■ **Problem to solve**
Rewrite the listing from the line with "Target = dense vegetation" through its end, changing every "dirt" to "earth" and keeping all else the same.

■ **Extracted data**
====
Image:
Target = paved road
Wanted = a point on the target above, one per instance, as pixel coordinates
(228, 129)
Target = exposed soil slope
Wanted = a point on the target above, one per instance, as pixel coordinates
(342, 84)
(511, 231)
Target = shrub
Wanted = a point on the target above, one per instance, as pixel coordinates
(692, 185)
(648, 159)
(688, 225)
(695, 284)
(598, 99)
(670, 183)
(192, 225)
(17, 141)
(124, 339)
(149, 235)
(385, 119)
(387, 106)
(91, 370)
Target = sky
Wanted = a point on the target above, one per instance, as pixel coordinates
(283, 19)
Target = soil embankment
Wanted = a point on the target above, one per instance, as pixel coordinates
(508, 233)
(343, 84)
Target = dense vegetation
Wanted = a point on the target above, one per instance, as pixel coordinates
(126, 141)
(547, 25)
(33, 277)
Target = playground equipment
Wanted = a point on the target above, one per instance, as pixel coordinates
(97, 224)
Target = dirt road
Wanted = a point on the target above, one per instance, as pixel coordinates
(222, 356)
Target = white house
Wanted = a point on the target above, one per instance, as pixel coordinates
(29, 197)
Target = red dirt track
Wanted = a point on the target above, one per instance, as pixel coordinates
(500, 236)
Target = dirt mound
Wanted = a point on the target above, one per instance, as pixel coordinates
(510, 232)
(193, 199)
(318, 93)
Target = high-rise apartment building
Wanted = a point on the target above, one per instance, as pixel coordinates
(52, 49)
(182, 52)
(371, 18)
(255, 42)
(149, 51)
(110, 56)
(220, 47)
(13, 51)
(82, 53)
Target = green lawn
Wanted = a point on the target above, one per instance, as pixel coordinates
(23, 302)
====
■ **The result**
Target = dense vegetation
Wanted = a point on the target above, one per instance, as pixel coordinates
(126, 141)
(547, 25)
(33, 277)
Target = playground equipment
Wanted = a point on the target above, one per instance, as pixel coordinates
(97, 224)
Target = earth road
Wanted = a point on the target above, one per instance, as pixel coordinates
(222, 356)
Target = white house
Wanted = a point on the target above, one per instance, as pixel coordinates
(29, 197)
Target = red earth track
Wanted = a point on the target above, one per instance, as pixel coordinates
(500, 236)
Target = earth mound
Wanted = a point on the target above, one per instance, as pixel coordinates
(510, 232)
(193, 199)
(318, 93)
Target = high-rise apartment building
Wanted = a point on the target above, one per instance, as pixel coordinates
(52, 49)
(182, 52)
(371, 18)
(255, 42)
(149, 51)
(110, 56)
(220, 47)
(13, 51)
(82, 53)
Target = green lawn
Wanted = a point on the target above, one per instance, as pixel coordinates
(23, 302)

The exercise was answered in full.